## [How to complete this task]
When you find the line with "form: [[296, 180]]." among the records below, reproduce it and each line after it exactly, ending with the line with "form: [[253, 89]].".

## [Record excerpts]
--- START ---

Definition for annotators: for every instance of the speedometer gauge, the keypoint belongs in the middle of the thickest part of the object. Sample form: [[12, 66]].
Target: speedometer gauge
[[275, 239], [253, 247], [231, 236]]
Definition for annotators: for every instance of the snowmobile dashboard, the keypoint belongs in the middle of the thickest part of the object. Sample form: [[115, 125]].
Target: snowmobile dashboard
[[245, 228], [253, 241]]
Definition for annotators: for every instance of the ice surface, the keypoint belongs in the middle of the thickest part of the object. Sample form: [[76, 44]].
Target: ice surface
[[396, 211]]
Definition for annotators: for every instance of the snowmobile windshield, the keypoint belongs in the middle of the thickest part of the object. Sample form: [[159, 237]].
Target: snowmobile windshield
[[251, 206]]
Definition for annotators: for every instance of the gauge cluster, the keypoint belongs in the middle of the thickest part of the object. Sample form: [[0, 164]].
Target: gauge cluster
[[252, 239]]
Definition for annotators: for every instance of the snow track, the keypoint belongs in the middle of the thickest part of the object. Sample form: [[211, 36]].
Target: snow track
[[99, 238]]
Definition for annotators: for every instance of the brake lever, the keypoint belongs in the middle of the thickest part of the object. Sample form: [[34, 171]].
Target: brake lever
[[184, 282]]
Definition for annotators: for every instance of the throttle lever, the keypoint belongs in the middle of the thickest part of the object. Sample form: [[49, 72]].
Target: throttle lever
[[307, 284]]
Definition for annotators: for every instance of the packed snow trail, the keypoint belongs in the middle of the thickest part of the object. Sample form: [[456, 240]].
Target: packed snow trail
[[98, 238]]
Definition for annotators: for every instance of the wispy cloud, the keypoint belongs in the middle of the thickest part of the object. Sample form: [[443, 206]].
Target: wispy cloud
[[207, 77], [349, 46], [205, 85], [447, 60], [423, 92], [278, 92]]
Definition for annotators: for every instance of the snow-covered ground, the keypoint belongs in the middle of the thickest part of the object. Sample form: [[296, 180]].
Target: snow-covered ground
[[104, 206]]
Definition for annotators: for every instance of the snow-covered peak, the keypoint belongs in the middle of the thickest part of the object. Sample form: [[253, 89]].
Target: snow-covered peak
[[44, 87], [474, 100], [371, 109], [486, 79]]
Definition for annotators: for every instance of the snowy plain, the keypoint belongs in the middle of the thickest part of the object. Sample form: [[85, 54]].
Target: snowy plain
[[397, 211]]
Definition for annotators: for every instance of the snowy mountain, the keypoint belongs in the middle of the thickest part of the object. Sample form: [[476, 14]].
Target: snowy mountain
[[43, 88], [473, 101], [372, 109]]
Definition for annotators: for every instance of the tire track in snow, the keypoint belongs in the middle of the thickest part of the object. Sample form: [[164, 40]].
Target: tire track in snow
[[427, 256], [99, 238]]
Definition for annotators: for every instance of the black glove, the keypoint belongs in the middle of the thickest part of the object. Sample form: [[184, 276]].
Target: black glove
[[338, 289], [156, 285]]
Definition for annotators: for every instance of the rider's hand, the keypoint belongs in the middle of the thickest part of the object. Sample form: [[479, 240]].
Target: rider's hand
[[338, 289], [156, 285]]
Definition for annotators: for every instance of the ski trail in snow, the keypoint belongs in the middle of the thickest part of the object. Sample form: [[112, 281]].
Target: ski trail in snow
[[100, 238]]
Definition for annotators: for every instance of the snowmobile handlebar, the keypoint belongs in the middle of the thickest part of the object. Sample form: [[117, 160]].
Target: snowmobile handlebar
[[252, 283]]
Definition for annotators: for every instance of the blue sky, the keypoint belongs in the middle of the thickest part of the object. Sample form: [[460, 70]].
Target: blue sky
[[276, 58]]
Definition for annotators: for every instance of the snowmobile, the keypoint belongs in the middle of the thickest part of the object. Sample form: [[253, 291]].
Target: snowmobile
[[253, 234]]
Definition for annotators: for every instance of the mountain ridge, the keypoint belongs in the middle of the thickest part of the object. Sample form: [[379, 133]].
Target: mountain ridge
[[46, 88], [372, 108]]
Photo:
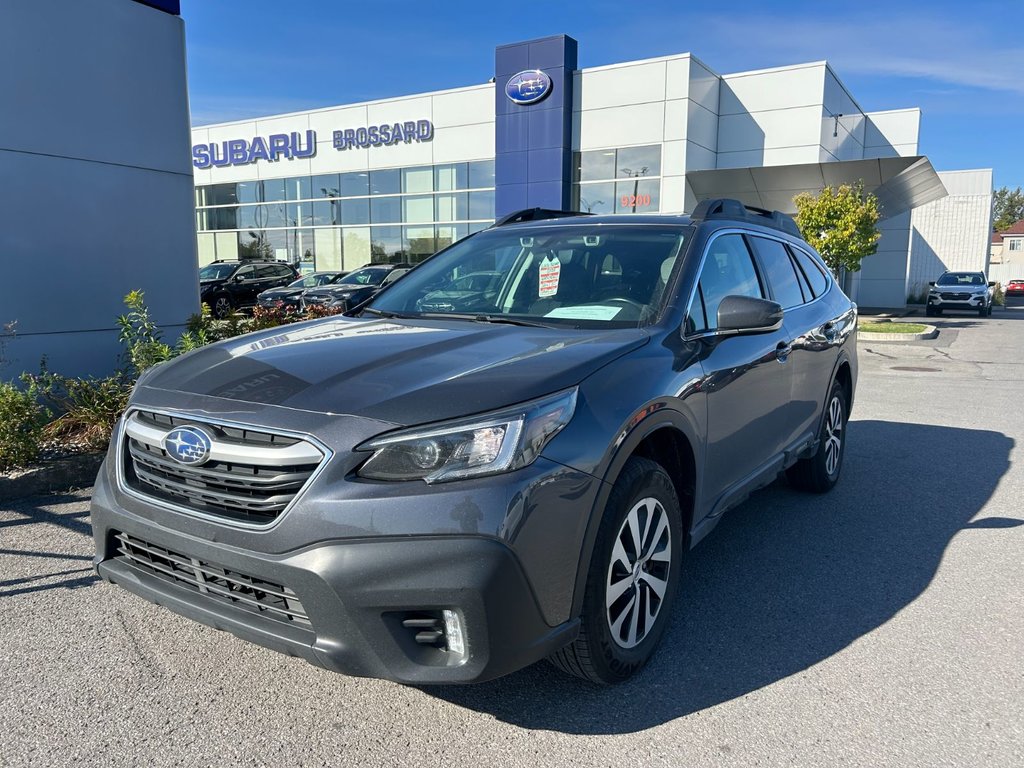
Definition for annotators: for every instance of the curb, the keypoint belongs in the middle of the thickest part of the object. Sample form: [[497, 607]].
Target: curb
[[930, 333], [60, 474]]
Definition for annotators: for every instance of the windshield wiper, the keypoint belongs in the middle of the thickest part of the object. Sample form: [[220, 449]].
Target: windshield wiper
[[496, 318], [383, 313]]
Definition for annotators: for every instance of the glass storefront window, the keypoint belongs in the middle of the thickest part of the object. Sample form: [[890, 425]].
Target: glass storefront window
[[638, 161], [273, 214], [452, 207], [353, 184], [248, 192], [355, 211], [327, 212], [273, 189], [386, 244], [387, 181], [640, 196], [599, 164], [325, 186], [298, 187], [385, 210], [596, 198], [418, 209], [420, 242], [481, 205], [481, 174], [418, 179], [300, 214], [451, 177]]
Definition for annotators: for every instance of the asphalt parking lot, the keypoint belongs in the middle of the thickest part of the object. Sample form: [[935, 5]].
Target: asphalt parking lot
[[882, 625]]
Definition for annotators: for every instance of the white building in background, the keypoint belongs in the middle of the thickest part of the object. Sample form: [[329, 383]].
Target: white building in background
[[96, 197], [395, 179]]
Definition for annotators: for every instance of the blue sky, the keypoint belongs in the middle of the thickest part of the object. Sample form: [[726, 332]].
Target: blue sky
[[963, 64]]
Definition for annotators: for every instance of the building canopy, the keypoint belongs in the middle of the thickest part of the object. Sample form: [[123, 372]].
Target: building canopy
[[899, 183]]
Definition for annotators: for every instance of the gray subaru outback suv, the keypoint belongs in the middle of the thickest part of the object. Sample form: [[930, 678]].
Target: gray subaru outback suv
[[437, 492]]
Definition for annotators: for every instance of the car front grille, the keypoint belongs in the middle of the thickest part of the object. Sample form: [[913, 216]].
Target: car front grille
[[272, 600], [250, 478]]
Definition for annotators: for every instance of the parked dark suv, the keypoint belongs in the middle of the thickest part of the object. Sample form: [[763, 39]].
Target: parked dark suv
[[226, 286], [433, 496]]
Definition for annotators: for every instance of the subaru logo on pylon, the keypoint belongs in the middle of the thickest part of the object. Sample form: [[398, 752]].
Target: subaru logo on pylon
[[187, 444], [527, 87]]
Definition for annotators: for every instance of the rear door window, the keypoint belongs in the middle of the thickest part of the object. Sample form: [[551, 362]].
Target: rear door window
[[728, 270], [811, 270], [780, 271]]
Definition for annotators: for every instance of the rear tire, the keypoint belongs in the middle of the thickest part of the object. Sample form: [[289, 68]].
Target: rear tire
[[633, 578], [820, 472]]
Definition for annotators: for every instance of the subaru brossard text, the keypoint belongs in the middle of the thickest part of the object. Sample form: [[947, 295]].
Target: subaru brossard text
[[503, 457]]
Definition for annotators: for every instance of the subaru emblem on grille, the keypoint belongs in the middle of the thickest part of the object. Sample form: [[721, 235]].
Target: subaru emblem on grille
[[187, 444]]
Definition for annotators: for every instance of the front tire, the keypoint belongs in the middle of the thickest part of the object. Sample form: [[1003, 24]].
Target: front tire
[[820, 472], [633, 578]]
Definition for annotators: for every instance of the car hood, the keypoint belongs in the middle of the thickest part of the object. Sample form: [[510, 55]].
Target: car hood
[[337, 290], [399, 371]]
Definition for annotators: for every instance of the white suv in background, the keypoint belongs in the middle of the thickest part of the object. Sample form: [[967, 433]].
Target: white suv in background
[[970, 291]]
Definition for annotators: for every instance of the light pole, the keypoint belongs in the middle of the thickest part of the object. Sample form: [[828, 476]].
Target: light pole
[[635, 175]]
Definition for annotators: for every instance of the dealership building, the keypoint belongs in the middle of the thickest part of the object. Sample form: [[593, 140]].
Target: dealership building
[[399, 178]]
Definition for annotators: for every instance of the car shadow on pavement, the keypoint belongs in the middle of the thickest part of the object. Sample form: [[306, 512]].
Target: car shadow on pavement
[[784, 582]]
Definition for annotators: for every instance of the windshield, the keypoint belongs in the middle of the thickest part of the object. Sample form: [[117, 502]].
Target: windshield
[[309, 281], [962, 279], [597, 275], [373, 275], [216, 271]]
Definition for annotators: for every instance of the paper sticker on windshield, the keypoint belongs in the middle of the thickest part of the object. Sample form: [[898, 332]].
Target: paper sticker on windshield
[[585, 312], [550, 269]]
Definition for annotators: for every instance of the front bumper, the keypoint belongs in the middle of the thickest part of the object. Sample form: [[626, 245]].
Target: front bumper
[[975, 301], [355, 592]]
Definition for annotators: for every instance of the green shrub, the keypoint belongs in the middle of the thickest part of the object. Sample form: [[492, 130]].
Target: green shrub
[[140, 335], [87, 409], [22, 420]]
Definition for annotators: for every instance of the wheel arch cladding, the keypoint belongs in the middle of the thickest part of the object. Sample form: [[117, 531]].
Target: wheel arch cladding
[[664, 442]]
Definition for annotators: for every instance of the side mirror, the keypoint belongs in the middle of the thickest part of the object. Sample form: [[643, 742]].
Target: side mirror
[[744, 314]]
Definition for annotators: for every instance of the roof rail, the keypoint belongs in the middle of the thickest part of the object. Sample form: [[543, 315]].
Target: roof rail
[[535, 214], [733, 209]]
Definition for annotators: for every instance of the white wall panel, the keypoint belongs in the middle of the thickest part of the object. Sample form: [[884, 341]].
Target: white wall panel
[[772, 89], [893, 128], [465, 142], [630, 84], [326, 122], [677, 78], [673, 195], [464, 108], [701, 126], [699, 158], [101, 81], [676, 119], [622, 126], [705, 86]]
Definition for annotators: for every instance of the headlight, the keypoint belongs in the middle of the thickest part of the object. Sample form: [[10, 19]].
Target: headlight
[[485, 444]]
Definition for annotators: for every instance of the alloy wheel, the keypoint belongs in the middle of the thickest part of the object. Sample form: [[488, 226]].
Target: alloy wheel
[[638, 573]]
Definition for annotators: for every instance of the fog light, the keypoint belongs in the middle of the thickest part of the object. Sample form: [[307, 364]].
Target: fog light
[[453, 633]]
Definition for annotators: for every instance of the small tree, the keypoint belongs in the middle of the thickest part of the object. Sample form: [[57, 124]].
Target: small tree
[[1008, 208], [841, 224]]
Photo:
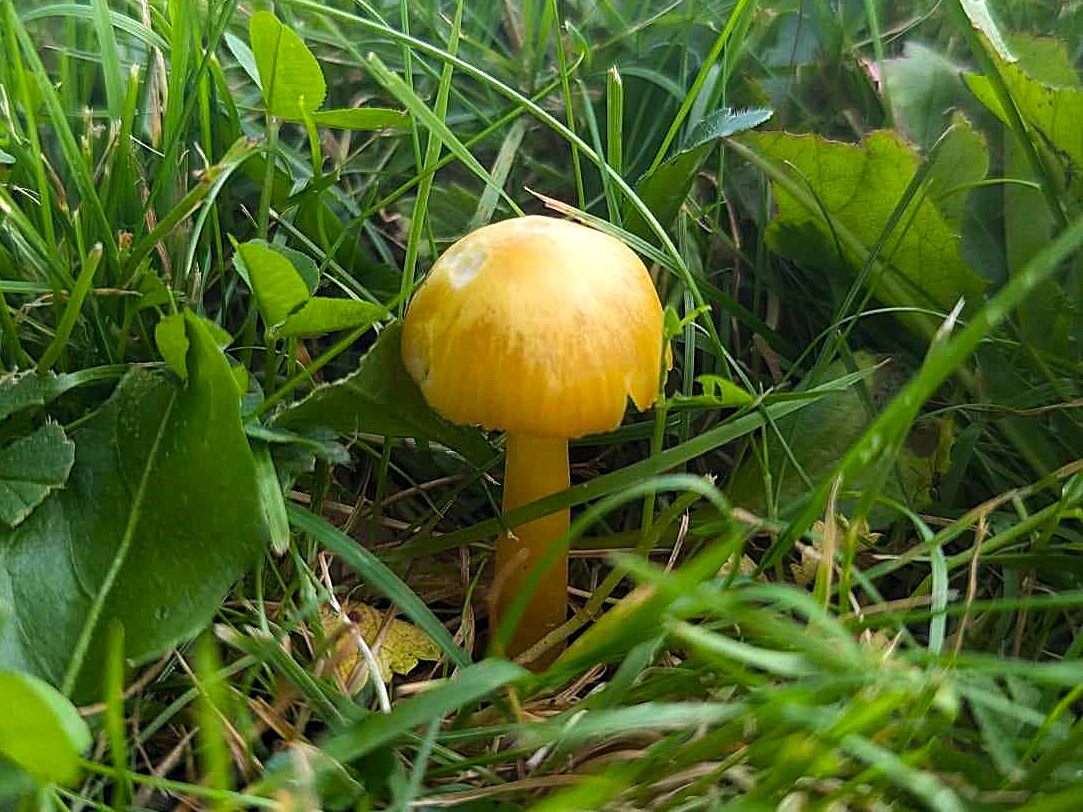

--- END ---

## [Solution below]
Definition for annotators: for every instance of the snow-covered ground, the keypoint belongs in the middle of the thickest part of the object. Sample form: [[296, 180]].
Target: snow-covered ground
[[104, 206]]
Definition for annotators: for every instance of the snow-covered peak, the keypoint belongs in the middle of the thickest part of the object. Sample form: [[253, 89]].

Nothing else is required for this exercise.